### What you should do
From the article below on Fitch's rating of Bulgaria, list every event or period through which Fitch kept Bulgaria's rating and outlook unchanged.

### Passage for review
Bulgaria’s prospective admission into the euro area remains the main reason Fitch Ratings continues to maintain the country’s long-term foreign and local currency ratings at ‘BBB’, with a positive rating outlook, the global ratings agency said late on October 27.
Fitch has rated Bulgaria at BBB since December 2017 and raised the outlook to positive in March 2019, maintaining both unchanged through the coronavirus pandemic, two years of political instability and last year’s spike in inflation, caused by high energy prices as a result of Russia’s invasion of Ukraine.
In its latest ratings decision, the agency re-iterated that the positive outlook reflected the prospects of Bulgaria joining the euro area, saying that “despite a delay in the euro zone accession process, there is broad political commitment to euro adoption in 2025.”
Fitch noted that the country’s Parliament passed a number of bills in recent months to meet the commitments made in 2020, when Bulgaria was accepted into the Exchange Rate Mechanism (ERM2), the euro zone’s “waiting room”.
The last of legislative changes, amendments to the central bank law, should be approved by the end of this year, the ratings agency said.
Fitch also re-iterated its misgivings about Bulgaria’s inflation, which has been on the decline this year, but remains “significantly above that of the three best performing EU member states,” Fitch said.
The price stability criterion for joining the euro area requires the country to have inflation no higher than 1.5 percentage points above the average in the three euro zone member state with lowest inflation.
“Given considerable uncertainty about the inflation trajectory, it remains questionable whether Bulgaria will meet the price stability criterion in mid-2024 (the key date for 2025 euro adoption).
The criterion allows a degree of flexibility as price developments in a country can be judged an outlier if its inflation rate is significantly lower than that of the other member states owing to country-specific factors,” Fitch said.
“Exclusion of two outliers from the calculation allowed Croatia to meet this criterion in 2022. However, it remains unclear how flexibility could be applied in Bulgaria’s case,” the credit ratings agency said.
Fitch acknowledged existing “risks to the longevity of the current government,” but said that “its formation enhances political stability and supports reform implementation.”
Despite slowing external demand, high inflation and elevated uncertainty, Bulgaria’s economy expanded in the first half of the year, prompting Fitch to raise its 2023 growth forecast from 1.3 per cent to 1.9 per cent. It forecast 2.8 per cent growth in 2024 and three per cent in 2025.
Fitch said that progress towards joining the euro area and “an improvement in growth potential”, either through structural reforms to improve the business environment or effective use of EU funds, could lead to upgrading Bulgaria’s credit rating.
On the downside, negative action could be prompted by “lack of progress in euro zone accession due to persistent political instability or a failure in meeting convergence criteria” or lower economic growth in the medium term, due to either a large adverse macroeconomic shock or inflation entrenched at high levels.

### Records provided
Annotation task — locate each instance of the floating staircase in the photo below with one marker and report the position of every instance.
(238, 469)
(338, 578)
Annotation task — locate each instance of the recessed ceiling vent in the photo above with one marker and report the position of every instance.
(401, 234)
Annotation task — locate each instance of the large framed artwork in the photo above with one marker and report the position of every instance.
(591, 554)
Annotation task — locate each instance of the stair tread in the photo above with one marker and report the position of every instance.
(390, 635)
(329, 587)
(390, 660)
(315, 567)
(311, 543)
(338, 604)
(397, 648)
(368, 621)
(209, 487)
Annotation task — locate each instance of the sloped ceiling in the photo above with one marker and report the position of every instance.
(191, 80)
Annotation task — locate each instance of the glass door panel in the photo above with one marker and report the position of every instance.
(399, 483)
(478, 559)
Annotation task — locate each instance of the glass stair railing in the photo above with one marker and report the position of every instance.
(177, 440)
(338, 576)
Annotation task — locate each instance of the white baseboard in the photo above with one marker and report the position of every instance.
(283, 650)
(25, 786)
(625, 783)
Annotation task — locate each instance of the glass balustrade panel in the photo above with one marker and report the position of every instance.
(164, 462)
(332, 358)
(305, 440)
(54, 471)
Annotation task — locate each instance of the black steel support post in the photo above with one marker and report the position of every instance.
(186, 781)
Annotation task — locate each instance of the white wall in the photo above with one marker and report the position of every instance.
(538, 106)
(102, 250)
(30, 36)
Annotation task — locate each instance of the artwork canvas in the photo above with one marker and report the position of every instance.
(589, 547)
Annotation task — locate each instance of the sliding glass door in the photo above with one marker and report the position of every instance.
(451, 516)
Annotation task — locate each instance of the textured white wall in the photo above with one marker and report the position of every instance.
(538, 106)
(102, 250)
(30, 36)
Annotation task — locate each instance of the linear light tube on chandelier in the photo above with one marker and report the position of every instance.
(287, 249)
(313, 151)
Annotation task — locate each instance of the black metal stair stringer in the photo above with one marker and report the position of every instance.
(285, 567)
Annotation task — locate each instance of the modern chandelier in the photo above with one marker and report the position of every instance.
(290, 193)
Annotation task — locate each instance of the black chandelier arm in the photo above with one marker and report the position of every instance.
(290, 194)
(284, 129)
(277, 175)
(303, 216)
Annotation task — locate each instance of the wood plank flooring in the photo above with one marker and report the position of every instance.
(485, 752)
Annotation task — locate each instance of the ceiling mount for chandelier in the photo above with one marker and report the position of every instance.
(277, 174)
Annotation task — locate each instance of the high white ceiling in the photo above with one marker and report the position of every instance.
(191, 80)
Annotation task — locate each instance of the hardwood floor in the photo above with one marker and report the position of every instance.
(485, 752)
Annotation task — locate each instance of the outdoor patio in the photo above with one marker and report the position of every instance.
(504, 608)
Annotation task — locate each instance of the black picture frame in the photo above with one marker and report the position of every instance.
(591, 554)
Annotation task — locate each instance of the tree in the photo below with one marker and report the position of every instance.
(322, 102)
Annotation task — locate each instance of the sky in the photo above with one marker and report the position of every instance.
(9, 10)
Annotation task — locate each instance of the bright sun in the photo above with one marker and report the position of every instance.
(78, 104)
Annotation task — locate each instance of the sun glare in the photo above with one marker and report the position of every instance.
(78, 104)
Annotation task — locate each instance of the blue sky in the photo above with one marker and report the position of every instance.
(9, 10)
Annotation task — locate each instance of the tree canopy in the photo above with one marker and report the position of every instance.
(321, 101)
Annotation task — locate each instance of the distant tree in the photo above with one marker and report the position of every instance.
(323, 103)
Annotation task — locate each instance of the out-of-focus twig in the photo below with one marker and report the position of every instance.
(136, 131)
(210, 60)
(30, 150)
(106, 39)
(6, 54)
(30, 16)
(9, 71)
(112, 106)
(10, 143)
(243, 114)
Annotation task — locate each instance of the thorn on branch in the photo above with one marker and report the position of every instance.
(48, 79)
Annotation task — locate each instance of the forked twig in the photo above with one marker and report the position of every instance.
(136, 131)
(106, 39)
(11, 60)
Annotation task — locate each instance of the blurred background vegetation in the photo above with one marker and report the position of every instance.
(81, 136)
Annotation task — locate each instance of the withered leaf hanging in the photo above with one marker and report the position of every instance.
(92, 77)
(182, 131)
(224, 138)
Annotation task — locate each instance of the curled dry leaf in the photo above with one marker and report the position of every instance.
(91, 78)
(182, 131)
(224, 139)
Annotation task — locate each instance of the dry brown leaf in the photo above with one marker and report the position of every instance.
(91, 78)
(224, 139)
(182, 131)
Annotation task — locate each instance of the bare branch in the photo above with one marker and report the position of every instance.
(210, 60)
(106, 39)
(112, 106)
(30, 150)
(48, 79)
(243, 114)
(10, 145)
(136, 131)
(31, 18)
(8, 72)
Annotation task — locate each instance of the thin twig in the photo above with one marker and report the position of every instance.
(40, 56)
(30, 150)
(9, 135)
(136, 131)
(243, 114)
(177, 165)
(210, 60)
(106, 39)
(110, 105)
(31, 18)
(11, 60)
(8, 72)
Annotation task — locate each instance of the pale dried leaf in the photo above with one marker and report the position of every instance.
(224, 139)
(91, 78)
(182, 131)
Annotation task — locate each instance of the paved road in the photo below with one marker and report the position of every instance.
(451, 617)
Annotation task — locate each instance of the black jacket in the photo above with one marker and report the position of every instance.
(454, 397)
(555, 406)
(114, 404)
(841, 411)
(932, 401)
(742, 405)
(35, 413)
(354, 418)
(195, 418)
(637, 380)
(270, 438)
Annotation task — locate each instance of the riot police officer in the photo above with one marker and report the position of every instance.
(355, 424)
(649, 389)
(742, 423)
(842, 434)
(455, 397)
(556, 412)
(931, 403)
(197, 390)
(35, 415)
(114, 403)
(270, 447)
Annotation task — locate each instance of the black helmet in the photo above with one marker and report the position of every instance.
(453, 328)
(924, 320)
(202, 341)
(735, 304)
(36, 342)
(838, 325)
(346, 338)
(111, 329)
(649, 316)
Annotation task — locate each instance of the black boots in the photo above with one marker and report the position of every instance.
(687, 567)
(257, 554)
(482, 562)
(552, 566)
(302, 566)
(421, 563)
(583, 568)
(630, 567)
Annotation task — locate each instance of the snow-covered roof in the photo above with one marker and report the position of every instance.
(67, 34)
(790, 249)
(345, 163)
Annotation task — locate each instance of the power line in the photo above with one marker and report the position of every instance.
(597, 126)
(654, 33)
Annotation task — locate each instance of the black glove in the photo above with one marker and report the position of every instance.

### Solution to the problem
- the coronavirus pandemic
- two years of political instability
- last year's spike in inflation, caused by high energy prices as a result of Russia's invasion of Ukraine